## Aufgaben:
1) Wofür plädiert Gebert laut dem Textauszug über seinen Essay zum polnischen und jüdischen Blick auf den Holocaust?
2) Schreiben Sie den Text über Konstanty Geberts Essay zum polnischen und jüdischen Blick auf den Holocaust nach seinem letzten Satz weiter.

## Textauszug:
○ ○ ○
Konstanty Gebert setzt sich in seinem Essay mit dem polnischen und jüdischen Blick auf den Holocaust auseinander. Die Verbrechen an den polnischen Jüd_innen habe bei vielen Pol_innen – trotz eigener Gewalterfahrungen – keinesfalls für Empathie gesorgt. Gebert verweist auf unterschiedliche historische Situationen und Zeitzeug_innenberichte und sieht beispielsweise das Geschichtsnarrativ, dass manche jüdische Pol_innen 1939 die sowjetische Okkupation bejubelt und somit „Verrat“ begangen hätten, als Grundlage und Ausdruck eines polnischen Antisemitismus. Auf Basis unterschiedlicher Vergangenheitserfahrungen sei es nach dem Ende des Zweiten Weltkriegs zwischen den Opfergruppen zu einem Wettstreit bzgl. Deutungshoheiten und Anerkennung gekommen. Gebert plädiert für eine höhere Akzeptanz des jeweils anderen Narrativs – ohne das eigene Geschichtsbild aufzugeben.
○ ○ ○
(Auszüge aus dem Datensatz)
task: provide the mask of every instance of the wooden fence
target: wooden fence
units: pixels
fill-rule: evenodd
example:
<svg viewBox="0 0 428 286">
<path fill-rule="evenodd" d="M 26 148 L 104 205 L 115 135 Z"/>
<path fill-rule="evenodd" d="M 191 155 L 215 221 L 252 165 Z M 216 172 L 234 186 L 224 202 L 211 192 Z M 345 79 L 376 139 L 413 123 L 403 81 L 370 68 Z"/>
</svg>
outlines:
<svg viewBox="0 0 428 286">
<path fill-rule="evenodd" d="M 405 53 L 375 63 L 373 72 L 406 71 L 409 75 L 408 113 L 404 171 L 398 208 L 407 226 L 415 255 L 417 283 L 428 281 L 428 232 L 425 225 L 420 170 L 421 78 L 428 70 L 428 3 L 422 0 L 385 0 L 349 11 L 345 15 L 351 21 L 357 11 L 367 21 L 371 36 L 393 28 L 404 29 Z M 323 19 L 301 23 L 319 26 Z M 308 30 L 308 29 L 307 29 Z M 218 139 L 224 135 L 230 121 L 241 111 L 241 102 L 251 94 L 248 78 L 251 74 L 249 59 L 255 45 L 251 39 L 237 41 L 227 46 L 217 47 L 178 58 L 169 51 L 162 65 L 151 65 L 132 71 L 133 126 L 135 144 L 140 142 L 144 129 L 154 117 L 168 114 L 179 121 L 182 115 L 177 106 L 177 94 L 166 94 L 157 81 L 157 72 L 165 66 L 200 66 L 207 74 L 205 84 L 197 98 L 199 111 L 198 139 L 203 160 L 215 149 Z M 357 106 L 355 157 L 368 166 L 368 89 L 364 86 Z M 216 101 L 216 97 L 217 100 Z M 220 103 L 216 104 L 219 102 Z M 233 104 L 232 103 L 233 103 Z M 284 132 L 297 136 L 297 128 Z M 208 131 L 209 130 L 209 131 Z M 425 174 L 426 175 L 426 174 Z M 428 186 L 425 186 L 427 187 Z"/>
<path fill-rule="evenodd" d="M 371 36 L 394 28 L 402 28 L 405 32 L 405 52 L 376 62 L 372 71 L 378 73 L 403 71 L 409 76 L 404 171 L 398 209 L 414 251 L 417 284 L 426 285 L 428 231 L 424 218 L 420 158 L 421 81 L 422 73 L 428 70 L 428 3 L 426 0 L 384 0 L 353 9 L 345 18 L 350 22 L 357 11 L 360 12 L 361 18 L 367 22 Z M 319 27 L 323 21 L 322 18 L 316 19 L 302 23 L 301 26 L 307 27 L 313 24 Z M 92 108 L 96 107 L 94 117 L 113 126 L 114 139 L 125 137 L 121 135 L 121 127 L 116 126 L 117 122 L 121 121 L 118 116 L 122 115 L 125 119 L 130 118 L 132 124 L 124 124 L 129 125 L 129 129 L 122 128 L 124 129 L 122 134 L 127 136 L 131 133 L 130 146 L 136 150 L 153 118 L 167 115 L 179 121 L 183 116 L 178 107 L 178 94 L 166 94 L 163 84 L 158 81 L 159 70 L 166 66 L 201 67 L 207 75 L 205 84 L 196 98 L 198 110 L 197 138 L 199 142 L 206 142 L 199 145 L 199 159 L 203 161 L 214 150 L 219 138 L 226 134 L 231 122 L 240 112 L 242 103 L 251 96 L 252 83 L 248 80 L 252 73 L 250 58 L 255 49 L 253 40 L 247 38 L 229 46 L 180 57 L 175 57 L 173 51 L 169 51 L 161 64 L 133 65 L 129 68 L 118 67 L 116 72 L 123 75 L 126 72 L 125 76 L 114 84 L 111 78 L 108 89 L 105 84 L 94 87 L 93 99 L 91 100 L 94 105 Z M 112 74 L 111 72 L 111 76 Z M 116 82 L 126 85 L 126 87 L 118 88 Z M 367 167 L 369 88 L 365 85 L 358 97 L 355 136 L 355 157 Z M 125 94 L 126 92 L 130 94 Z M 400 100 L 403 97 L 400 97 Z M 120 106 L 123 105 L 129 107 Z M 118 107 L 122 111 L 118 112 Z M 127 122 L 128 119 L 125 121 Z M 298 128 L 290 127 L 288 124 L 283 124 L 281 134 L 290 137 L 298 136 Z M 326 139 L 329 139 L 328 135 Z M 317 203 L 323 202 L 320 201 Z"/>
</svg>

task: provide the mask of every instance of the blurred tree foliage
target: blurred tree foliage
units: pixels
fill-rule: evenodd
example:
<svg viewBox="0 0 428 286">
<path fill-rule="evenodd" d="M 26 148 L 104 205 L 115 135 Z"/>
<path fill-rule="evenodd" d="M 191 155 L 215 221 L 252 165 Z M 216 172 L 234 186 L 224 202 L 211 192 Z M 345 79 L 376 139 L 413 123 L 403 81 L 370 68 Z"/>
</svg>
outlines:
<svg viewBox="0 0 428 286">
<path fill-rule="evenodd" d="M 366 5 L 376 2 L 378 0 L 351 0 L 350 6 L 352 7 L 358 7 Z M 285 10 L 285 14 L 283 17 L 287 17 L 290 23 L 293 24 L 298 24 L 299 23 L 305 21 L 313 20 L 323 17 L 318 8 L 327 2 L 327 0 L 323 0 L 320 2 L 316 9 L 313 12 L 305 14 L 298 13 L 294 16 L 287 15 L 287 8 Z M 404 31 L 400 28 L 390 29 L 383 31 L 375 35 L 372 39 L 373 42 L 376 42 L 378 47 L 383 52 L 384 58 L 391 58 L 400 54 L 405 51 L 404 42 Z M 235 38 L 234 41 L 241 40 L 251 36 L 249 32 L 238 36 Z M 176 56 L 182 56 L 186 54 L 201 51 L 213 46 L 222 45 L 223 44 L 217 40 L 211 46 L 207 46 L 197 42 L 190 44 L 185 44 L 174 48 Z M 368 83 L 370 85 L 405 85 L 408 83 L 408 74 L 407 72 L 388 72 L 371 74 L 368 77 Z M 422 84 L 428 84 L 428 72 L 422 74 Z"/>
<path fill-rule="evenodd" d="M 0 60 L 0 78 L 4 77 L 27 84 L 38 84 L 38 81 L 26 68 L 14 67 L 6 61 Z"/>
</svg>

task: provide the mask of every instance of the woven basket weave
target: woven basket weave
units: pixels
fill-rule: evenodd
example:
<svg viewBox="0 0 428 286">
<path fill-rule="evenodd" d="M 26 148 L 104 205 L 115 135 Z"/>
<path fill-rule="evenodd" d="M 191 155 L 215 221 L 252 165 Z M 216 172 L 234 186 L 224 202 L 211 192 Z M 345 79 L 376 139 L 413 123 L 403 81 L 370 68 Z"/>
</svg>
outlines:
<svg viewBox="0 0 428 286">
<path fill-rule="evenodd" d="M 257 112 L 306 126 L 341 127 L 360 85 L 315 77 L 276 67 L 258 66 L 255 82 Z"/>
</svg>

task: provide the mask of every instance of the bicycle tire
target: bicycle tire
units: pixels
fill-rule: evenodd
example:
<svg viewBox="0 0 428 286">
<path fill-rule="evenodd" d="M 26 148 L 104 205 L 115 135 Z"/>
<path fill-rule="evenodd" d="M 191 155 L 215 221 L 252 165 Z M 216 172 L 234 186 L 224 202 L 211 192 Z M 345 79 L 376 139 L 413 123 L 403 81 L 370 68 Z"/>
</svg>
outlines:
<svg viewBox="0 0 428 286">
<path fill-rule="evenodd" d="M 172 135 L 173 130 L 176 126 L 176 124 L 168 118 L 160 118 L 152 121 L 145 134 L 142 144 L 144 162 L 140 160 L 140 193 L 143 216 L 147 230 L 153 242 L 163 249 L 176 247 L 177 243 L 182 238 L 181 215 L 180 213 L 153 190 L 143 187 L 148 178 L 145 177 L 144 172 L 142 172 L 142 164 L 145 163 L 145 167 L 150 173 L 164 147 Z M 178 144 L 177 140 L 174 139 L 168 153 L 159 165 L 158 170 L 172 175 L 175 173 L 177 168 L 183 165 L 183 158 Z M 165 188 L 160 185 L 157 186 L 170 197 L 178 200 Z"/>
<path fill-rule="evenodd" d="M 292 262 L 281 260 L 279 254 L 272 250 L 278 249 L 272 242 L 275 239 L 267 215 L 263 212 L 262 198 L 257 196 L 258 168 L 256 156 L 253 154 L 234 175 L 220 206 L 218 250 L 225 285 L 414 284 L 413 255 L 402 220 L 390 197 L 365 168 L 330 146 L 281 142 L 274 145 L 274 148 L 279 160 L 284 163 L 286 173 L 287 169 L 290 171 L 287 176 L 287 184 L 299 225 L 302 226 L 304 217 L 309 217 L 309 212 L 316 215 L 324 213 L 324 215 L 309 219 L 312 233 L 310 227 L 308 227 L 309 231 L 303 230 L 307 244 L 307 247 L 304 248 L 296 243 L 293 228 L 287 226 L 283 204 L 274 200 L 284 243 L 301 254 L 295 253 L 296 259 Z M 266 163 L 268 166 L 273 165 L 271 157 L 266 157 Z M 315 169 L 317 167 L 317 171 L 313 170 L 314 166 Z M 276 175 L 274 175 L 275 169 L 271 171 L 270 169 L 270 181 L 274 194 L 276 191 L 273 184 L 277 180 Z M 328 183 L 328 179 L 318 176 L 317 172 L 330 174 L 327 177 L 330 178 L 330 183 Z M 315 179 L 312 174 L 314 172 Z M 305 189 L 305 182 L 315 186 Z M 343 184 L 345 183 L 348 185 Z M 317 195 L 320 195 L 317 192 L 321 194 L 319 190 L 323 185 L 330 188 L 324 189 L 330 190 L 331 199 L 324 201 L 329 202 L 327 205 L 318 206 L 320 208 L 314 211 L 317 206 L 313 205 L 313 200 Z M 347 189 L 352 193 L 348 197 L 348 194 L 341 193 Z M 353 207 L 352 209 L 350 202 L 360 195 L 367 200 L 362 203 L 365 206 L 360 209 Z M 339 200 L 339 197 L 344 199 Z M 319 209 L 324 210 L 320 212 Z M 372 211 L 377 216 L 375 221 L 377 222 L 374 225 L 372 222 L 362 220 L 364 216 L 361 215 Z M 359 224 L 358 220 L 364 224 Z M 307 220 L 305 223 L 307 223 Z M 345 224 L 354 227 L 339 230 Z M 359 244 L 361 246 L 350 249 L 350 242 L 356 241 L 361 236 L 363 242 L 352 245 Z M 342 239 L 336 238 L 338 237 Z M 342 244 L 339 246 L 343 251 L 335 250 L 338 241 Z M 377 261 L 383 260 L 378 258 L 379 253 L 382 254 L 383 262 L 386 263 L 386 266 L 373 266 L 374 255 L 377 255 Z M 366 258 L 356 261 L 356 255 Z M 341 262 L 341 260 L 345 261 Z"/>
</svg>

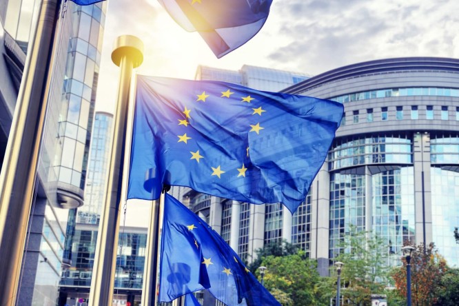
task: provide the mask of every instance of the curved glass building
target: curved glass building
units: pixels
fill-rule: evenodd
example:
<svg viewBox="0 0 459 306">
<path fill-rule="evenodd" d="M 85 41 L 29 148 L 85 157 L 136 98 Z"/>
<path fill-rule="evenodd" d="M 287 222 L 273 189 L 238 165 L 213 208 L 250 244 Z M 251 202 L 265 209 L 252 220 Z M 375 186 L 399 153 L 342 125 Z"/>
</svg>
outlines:
<svg viewBox="0 0 459 306">
<path fill-rule="evenodd" d="M 221 70 L 206 75 L 222 80 Z M 459 60 L 388 59 L 292 81 L 283 92 L 334 100 L 345 112 L 328 158 L 293 216 L 278 203 L 247 205 L 183 187 L 172 188 L 173 195 L 247 261 L 263 245 L 285 239 L 317 258 L 319 272 L 327 275 L 330 261 L 344 251 L 340 239 L 354 226 L 384 239 L 389 265 L 399 264 L 404 243 L 434 242 L 449 265 L 459 266 L 453 234 L 459 226 Z M 266 85 L 260 89 L 276 90 Z"/>
<path fill-rule="evenodd" d="M 360 63 L 285 91 L 345 105 L 311 190 L 317 214 L 312 236 L 320 237 L 312 241 L 312 256 L 333 258 L 340 237 L 354 225 L 382 237 L 394 261 L 405 241 L 434 242 L 448 264 L 457 267 L 459 60 Z"/>
</svg>

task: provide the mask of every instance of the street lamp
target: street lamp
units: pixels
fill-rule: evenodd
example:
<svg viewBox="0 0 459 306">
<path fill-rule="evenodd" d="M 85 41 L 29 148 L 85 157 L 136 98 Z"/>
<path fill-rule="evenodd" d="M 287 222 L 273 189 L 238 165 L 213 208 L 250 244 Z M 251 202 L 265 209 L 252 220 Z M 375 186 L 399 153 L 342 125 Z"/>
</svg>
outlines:
<svg viewBox="0 0 459 306">
<path fill-rule="evenodd" d="M 340 287 L 341 287 L 341 268 L 344 263 L 340 261 L 335 263 L 336 266 L 336 272 L 338 272 L 338 280 L 336 280 L 336 306 L 340 305 Z"/>
<path fill-rule="evenodd" d="M 263 276 L 265 276 L 265 271 L 266 271 L 267 268 L 266 267 L 258 267 L 258 269 L 260 270 L 260 276 L 261 276 L 261 285 L 263 286 L 264 282 L 263 282 Z"/>
<path fill-rule="evenodd" d="M 411 306 L 411 265 L 409 262 L 411 260 L 411 253 L 416 249 L 411 245 L 405 245 L 402 247 L 403 256 L 407 261 L 407 305 Z"/>
</svg>

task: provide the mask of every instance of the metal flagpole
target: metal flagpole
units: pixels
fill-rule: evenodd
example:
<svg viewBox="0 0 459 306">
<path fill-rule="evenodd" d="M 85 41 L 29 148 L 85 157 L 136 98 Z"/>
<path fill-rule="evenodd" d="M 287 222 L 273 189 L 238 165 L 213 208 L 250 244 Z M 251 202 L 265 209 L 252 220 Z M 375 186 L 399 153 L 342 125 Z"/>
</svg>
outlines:
<svg viewBox="0 0 459 306">
<path fill-rule="evenodd" d="M 0 175 L 0 305 L 15 305 L 52 71 L 60 0 L 41 3 Z"/>
<path fill-rule="evenodd" d="M 90 306 L 110 305 L 113 300 L 114 272 L 119 233 L 121 185 L 132 70 L 143 61 L 143 43 L 136 37 L 116 39 L 112 60 L 121 68 L 118 99 L 114 115 L 108 182 L 99 226 L 94 264 L 92 269 Z"/>
</svg>

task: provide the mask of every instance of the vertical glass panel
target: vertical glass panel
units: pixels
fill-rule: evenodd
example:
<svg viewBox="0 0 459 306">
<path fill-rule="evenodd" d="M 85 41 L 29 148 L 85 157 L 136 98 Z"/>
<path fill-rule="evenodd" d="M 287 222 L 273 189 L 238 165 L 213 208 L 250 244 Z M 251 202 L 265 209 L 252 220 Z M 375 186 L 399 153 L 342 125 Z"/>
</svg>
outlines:
<svg viewBox="0 0 459 306">
<path fill-rule="evenodd" d="M 81 100 L 81 108 L 80 109 L 79 125 L 84 128 L 88 127 L 88 119 L 89 117 L 90 103 L 86 100 Z"/>
<path fill-rule="evenodd" d="M 86 6 L 92 7 L 92 6 L 83 6 L 82 8 L 84 8 Z M 91 19 L 92 18 L 89 15 L 81 14 L 78 37 L 86 41 L 89 41 L 90 32 L 91 30 Z"/>
<path fill-rule="evenodd" d="M 80 105 L 81 98 L 74 94 L 70 94 L 70 100 L 68 102 L 68 112 L 67 121 L 74 124 L 78 124 L 80 116 Z"/>
<path fill-rule="evenodd" d="M 89 87 L 92 87 L 92 80 L 94 79 L 94 63 L 90 59 L 86 61 L 86 70 L 85 73 L 85 84 Z"/>
<path fill-rule="evenodd" d="M 62 148 L 62 159 L 61 165 L 71 168 L 73 167 L 73 159 L 75 156 L 75 145 L 76 141 L 70 138 L 64 138 L 63 147 Z"/>
<path fill-rule="evenodd" d="M 75 147 L 75 158 L 74 158 L 74 161 L 73 163 L 73 170 L 78 171 L 78 172 L 81 172 L 82 168 L 81 166 L 83 165 L 83 159 L 84 156 L 85 154 L 85 145 L 84 143 L 81 143 L 80 142 L 76 142 L 76 147 Z"/>
<path fill-rule="evenodd" d="M 75 53 L 75 64 L 73 67 L 73 79 L 83 82 L 85 77 L 86 57 L 81 53 Z"/>
</svg>

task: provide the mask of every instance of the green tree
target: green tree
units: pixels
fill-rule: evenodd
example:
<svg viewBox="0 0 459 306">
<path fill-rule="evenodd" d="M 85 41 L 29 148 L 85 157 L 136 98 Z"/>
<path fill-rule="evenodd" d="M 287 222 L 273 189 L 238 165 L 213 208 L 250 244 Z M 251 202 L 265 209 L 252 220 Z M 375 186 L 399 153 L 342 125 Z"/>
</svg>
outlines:
<svg viewBox="0 0 459 306">
<path fill-rule="evenodd" d="M 256 256 L 252 263 L 248 265 L 249 269 L 252 273 L 255 273 L 258 267 L 262 265 L 261 262 L 265 258 L 269 256 L 285 256 L 293 255 L 296 254 L 298 250 L 298 247 L 297 245 L 293 245 L 286 240 L 283 240 L 282 243 L 267 243 L 263 247 L 255 251 Z"/>
<path fill-rule="evenodd" d="M 281 303 L 283 305 L 319 305 L 316 285 L 320 276 L 315 261 L 306 258 L 304 252 L 283 256 L 268 256 L 261 265 L 267 267 L 263 278 L 265 287 L 273 294 L 278 296 L 283 293 L 283 296 L 288 298 L 285 303 Z"/>
<path fill-rule="evenodd" d="M 351 226 L 349 234 L 341 242 L 344 250 L 336 257 L 344 265 L 341 278 L 346 288 L 343 296 L 350 305 L 371 304 L 371 294 L 384 292 L 388 280 L 388 245 L 371 232 Z M 336 270 L 332 269 L 336 275 Z"/>
<path fill-rule="evenodd" d="M 459 305 L 459 269 L 449 269 L 441 278 L 436 305 Z"/>
<path fill-rule="evenodd" d="M 434 243 L 425 247 L 421 243 L 411 254 L 411 301 L 414 305 L 427 306 L 437 303 L 442 279 L 447 270 L 445 259 L 438 254 Z M 407 261 L 403 266 L 394 268 L 391 276 L 396 287 L 407 296 Z"/>
</svg>

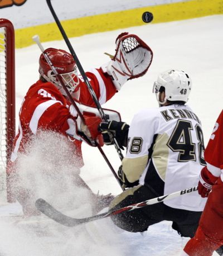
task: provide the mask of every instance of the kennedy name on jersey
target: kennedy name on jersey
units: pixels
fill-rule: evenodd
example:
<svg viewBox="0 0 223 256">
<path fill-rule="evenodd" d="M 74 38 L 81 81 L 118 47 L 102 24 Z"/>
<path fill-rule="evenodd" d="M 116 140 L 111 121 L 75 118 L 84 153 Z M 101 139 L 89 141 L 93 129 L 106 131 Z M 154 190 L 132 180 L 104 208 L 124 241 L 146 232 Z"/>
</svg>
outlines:
<svg viewBox="0 0 223 256">
<path fill-rule="evenodd" d="M 193 119 L 201 124 L 201 121 L 197 116 L 193 112 L 188 110 L 167 109 L 161 111 L 161 113 L 166 121 L 172 120 L 172 119 L 190 118 Z"/>
</svg>

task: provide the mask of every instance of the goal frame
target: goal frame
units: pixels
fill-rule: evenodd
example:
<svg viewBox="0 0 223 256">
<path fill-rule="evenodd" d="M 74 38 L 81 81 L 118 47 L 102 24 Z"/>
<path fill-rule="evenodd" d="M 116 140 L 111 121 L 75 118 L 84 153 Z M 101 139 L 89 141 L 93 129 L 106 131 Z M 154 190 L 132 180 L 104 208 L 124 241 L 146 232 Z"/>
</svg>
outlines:
<svg viewBox="0 0 223 256">
<path fill-rule="evenodd" d="M 10 179 L 7 173 L 6 167 L 10 159 L 12 150 L 13 141 L 15 136 L 15 42 L 14 30 L 12 23 L 6 18 L 0 18 L 0 27 L 5 29 L 6 41 L 6 196 L 10 202 L 11 186 Z"/>
</svg>

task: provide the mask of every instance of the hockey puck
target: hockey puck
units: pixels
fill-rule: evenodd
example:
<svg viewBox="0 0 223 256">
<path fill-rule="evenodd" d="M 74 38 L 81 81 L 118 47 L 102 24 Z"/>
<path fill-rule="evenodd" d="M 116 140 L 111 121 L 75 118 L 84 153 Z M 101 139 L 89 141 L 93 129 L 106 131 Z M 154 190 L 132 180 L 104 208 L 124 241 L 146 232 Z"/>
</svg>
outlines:
<svg viewBox="0 0 223 256">
<path fill-rule="evenodd" d="M 142 18 L 145 23 L 149 23 L 153 20 L 153 13 L 149 12 L 143 12 Z"/>
</svg>

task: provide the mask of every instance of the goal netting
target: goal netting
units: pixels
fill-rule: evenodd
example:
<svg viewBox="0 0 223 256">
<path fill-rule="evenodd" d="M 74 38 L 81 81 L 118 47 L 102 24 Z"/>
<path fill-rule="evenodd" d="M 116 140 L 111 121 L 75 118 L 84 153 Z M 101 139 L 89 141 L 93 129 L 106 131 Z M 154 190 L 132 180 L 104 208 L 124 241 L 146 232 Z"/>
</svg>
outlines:
<svg viewBox="0 0 223 256">
<path fill-rule="evenodd" d="M 0 18 L 0 203 L 10 201 L 6 166 L 15 131 L 14 65 L 13 26 Z"/>
</svg>

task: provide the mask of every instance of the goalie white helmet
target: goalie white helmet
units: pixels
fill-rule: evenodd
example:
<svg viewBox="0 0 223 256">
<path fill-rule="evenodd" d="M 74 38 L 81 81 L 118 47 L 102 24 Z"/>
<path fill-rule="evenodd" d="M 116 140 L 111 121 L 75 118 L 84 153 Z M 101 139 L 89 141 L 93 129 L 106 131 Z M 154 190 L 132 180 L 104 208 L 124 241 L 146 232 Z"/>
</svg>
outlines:
<svg viewBox="0 0 223 256">
<path fill-rule="evenodd" d="M 169 101 L 187 102 L 191 89 L 191 79 L 184 71 L 169 69 L 161 73 L 154 83 L 153 92 L 156 94 L 158 102 L 161 105 Z M 165 98 L 161 102 L 158 93 L 165 89 Z"/>
</svg>

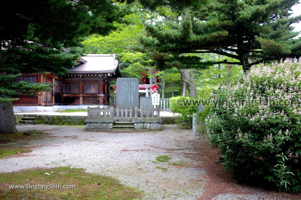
○ ○ ○
## Lösungen:
1) Für eine höhere Akzeptanz des jeweils anderen Narrativs, ohne das eigene Geschichtsbild aufzugeben.

2)
Aufbrechen sozialistischer Geschichtsbilder

Vergangenen und aktuellen geschichtspolitischen Prozessen in Bosnien und Herzegowina widmet sich Edin Hajdarpasic. Er blickt dabei vor allem auf die Geschichte des Landes innerhalb des jugoslawischen Staates und arbeitet frühere und aktuelle Geschichtsbilder heraus. So habe die sozialistische Regierungspartei während und nach dem Zweiten Weltkrieg ein Geschichtsbild geprägt, welches Serben, Kroaten und Muslime zum einen als Opfer des Faschismus und zum anderen als siegreiche kommunistische Revolutionäre stilisierte. Hajdarpasic hebt hervor, dass speziell nach dem Ende Jugoslawiens diese konstruierte Einheit aufgebrochen wurde. Stattdessen seien in Bosnien und Herzegowina zunehmend Serben und Kroaten dem Vorwurf ausgesetzt, Faschisten zu sein –  und somit das Gegenteil dessen, als was sie der Geschichtsnarrativ jahrzehntelang festgeschrieben habe. 

Peter Vodopivec nimmt sich der historisch-politischen Auseinandersetzungen in Slowenien seit Anfang der 1990er Jahre an. Er zeichnet ein von kontroversen, oftmals polemisch und teils ohne Sachkenntnis geführten Debatten geprägtes Bild und arbeitet Defizite speziell bei der wissenschaftlichen Erforschung von geschichtsdidaktischen und -pädagogischen Elementen heraus. Gleichzeitig zeigt er auf, wie Historiker_innen  kommunistisch geprägte Narrative seit dem Ende der Sowjetunion zunehmend dekonstruieren und eindimensionale Geschichtsbilder mehr und mehr in Frage stellen.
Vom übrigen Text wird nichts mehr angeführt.